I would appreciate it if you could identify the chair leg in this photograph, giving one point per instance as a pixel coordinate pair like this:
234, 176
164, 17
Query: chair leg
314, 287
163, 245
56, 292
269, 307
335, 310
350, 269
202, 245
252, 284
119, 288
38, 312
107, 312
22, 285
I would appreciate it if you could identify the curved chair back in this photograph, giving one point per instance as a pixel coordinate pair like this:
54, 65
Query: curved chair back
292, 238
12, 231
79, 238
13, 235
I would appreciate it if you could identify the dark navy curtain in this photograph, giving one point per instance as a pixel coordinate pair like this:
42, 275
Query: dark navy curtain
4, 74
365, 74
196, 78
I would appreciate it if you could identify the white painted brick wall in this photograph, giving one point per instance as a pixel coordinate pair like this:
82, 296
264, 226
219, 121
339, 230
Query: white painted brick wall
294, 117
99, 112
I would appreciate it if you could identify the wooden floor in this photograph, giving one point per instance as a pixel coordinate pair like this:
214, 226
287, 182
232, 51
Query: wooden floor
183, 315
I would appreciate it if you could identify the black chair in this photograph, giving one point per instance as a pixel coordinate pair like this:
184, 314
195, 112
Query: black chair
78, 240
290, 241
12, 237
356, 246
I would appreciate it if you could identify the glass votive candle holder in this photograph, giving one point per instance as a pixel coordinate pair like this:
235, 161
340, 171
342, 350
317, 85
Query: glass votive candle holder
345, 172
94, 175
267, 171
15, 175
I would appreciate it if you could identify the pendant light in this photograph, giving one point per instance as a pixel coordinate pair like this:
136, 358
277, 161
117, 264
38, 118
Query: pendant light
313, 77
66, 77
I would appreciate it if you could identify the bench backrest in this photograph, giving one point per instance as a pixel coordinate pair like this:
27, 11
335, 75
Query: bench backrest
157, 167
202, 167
====================
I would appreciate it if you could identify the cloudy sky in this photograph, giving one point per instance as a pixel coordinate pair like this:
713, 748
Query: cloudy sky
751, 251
====================
# [Your goal]
In the entries above, the lines between the one holding "I would appreciate it if you could identify the white" and the one holding "I would appreciate it if you could identify the pendant", inclusive, are to be printed exactly as written, and those alone.

# [Your solution]
I would appreciate it if you could identify the white painted brick wall in this photograph, giving one point per instance as a pixel coordinate pair like this:
82, 296
264, 226
219, 121
339, 230
Query: white painted brick wall
294, 117
99, 112
I would appreciate it if you could identify the wooden floor in this photograph, giving one point per instance as a pixel coordinate pair like this:
214, 226
287, 182
232, 51
Query: wooden floor
183, 315
I would appreciate it if you could identify the black chair in this photograph, giving one point per instance as a pixel coordinate pair like this:
184, 314
195, 112
Query: black chair
78, 240
290, 241
12, 237
356, 246
I would appreciate it if you could identify the glass votive candle holder in this photograph, giving one point per instance as a pixel coordinate pair like this:
235, 161
340, 171
342, 350
317, 85
Query: glass votive candle holder
345, 172
94, 175
267, 171
15, 175
I would appreciate it if you could identify the pendant light in this photograph, giving one point per instance as a pixel coordinate pair like this:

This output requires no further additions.